# [Verschenke] Steam/Origin Keys



## TheBobnextDoor (14. November 2013)

Da ich ein wenig aufgeräumt habe, und niemand aus meinem Umfeld diese Spiele ergattern wollte, werd ich sie jetzt hier verschenken. Schreibt entweder hier in den Thread oder per PN. 
Ich würd gerne so viele Leute wie möglich glücklich machen, d.h. pro Person ein Key, ich lass aber auch mit mir reden. 

*Steam Key:*
Mafia2
Crysis 2 Maximum Edition 
Gotham City Impostors: Professional Kit 
Guardians of Middle-earth 
Guardians of Middle-earth: Smaug's Treasure DLC 
The Lord of the Rings Online: Steely Dawn Starter Pack

*Origin Key:*
Burnout Paradise: The Ultimate Box 
Medal of Honor
Mirror's Edge
Command & Conquer: Red Alert 3 - Uprising


Infinite Crisis - Joker Kostüm

Infinite Crisis Beta-Zugang


----------



## Cryptic-Ravage (19. November 2013)

Vielen Dank nochmal für "Guardians of Middle Earth"! 
Tolle Aktion.


----------



## PeterBrain (19. November 2013)

Würde mich über Gotham City Impostors freuen


----------



## TheBobnextDoor (19. November 2013)

In Gotham herrscht nun wieder Chaos, das Professional Kit ist nun auch weg


----------



## Batze (22. November 2013)

Falls noch verfügbar würde ich mich über C&C Supi freuen. Bin C&C Fan der ersten Stunde und würde das Add On gerne nehmen.
Medal of Honor, falls es niemand haben möchte, gerade über Steam/Origin, also würde ich auch gerne mitnehmen.



Grüßi


----------



## DeadBody666 (22. November 2013)

Falls noch die Möglichkeit besteht den Burnout key ergattern zu können würde ich mich sehr darüber freuen! 
BTW: Geniale Aktion!


----------



## TheBobnextDoor (23. November 2013)

DeadBody666 schrieb:


> Falls noch die Möglichkeit besteht den Burnout key ergattern zu können würde ich mich sehr darüber freuen!
> BTW: Geniale Aktion!


 
Der ist schon vor einiger Zeit vergeben wurden, somit kann ich den nicht mehr vergeben, deshalb ist dieser auch durchgestrichen.


----------



## TheBobnextDoor (23. November 2013)

So ein kleine Update:

Es sind nur noch die gute Faith aus *Mirror's Edge* und das *Herr der Ringe Online - Starter Pack* übrig, die ein neues Zuhause suchen, um Spielerherzen glücklich zu machen


----------



## Batze (23. November 2013)

Vielen Dank für die Keys


----------



## FIagg (23. November 2013)

Ich würde Mirror's Edge nehmen.


----------



## Monalye (23. November 2013)

Danke dir für Crysis2, jetzt hoffe ich, das ich noch die Startprobleme in den Griff bekomme, wie bei mir üblich geht es nicht ohne Mühe


----------



## TheBobnextDoor (23. November 2013)

Nun ist auch Mirror's Edge von dannen gezogen.


----------



## TheBobnextDoor (10. Dezember 2013)

• IHRE AUFGABE: Schreiben Sie den Forumsthread über die verschenkten Steam- und Origin-Keys von der Stelle an weiter, an der er endet. Die nachstehenden Zeilen stammen aus einer anderen Quelle.

• AUSGANGSDATEN:
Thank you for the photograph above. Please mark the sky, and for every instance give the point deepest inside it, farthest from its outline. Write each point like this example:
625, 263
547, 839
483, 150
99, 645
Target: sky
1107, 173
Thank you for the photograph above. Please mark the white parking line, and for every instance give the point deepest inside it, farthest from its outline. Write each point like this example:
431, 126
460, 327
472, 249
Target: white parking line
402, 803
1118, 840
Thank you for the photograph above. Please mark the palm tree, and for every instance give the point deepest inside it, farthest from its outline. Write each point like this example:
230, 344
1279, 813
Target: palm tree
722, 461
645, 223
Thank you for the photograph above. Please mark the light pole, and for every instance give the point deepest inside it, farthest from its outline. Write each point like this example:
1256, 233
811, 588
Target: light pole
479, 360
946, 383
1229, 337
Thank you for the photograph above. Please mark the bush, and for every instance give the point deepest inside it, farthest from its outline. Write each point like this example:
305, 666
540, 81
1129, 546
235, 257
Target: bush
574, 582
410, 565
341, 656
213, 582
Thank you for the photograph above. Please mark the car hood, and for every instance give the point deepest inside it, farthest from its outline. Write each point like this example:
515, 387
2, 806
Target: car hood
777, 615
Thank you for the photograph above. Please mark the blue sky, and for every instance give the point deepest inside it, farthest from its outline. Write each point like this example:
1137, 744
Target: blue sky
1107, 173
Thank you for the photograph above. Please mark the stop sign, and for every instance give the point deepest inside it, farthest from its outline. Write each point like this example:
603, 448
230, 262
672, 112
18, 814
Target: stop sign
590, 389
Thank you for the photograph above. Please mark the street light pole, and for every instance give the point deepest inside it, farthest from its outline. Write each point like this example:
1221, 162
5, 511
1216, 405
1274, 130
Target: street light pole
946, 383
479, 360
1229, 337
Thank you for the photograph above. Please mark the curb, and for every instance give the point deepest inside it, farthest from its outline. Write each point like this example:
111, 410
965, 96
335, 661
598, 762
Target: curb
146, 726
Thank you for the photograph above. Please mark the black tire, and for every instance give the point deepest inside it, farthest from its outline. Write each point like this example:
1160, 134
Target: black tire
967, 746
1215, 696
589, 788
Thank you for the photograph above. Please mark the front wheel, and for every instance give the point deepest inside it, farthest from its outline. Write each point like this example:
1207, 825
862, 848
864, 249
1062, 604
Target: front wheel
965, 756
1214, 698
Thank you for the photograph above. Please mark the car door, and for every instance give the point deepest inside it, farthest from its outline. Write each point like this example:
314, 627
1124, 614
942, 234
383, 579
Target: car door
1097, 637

• IHRE ANTWORT:
Vielleicht gibt es hier ja jemanden, der *Infinite Crisis* spielt, ich hätte ein Joker Kostüm als Ingame-Gegenstand abzugeben.


----------



## Schwertking (11. Dezember 2013)

Ich hab Interesse an Herr der Ringe & vlt sogar noch das Joker Kostüm was gut wäre weil ich Infinite Crisis zocke


----------



## TheBobnextDoor (19. Dezember 2013)

Alles andere ist nun Vergeben, jedoch wartet nun seit kurzem ein *Beta-Zugangskey von Infinite Crisis* auf ein neues Zuhause
Also alle die Infinite Crisis spielen möchten, können sich gern bei mir melden.


----------



## ZockOPhranik (31. Dezember 2013)

Da bin ich wohl zu spät gekommen^^


----------



## TheBobnextDoor (2. Januar 2014)

ZockOPhranik schrieb:


> Da bin ich wohl zu spät gekommen^^


 
Wieso, kein Interesse an Infinite Crisis? 
Ok, den Beta-Key gibts auch in der aktuellen PCGames-Ausgabe und ja, für den Rest bist einfach sehr spät dazugestoßen, jedoch wenn du dich fleißig im Forum betätigst, hast vielleicht beim nächsten Mal mehr Glück.


----------



## TheBobnextDoor (19. Januar 2014)

Drei weitere Steam-Keys suchen ein neues Zuhause , da ich für diese keine Verwendung sehe.

Zur Auswahl stehen:
Stealth Bastard Deluxe
Dungeonbowl
King's Bounty: Legions True Tactician Ultimate Pack


----------



## golani79 (19. Januar 2014)

Würd mich über Stealth Bastard Deluxe freuen wenns noch da ist


----------



## TheBobnextDoor (19. Januar 2014)

golani79 schrieb:


> Würd mich über Stealth Bastard Deluxe freuen wenns noch da ist


 
Hast ne PN.


----------



## golani79 (19. Januar 2014)

Recht herzlichen Dank!


----------



## TheBobnextDoor (19. Januar 2014)

Somit bleiben nur noch *Dungeonbowl* und *King's Bounty: Legions True Tactician Ultimate Pack*.


----------



## TheBobnextDoor (14. Mai 2014)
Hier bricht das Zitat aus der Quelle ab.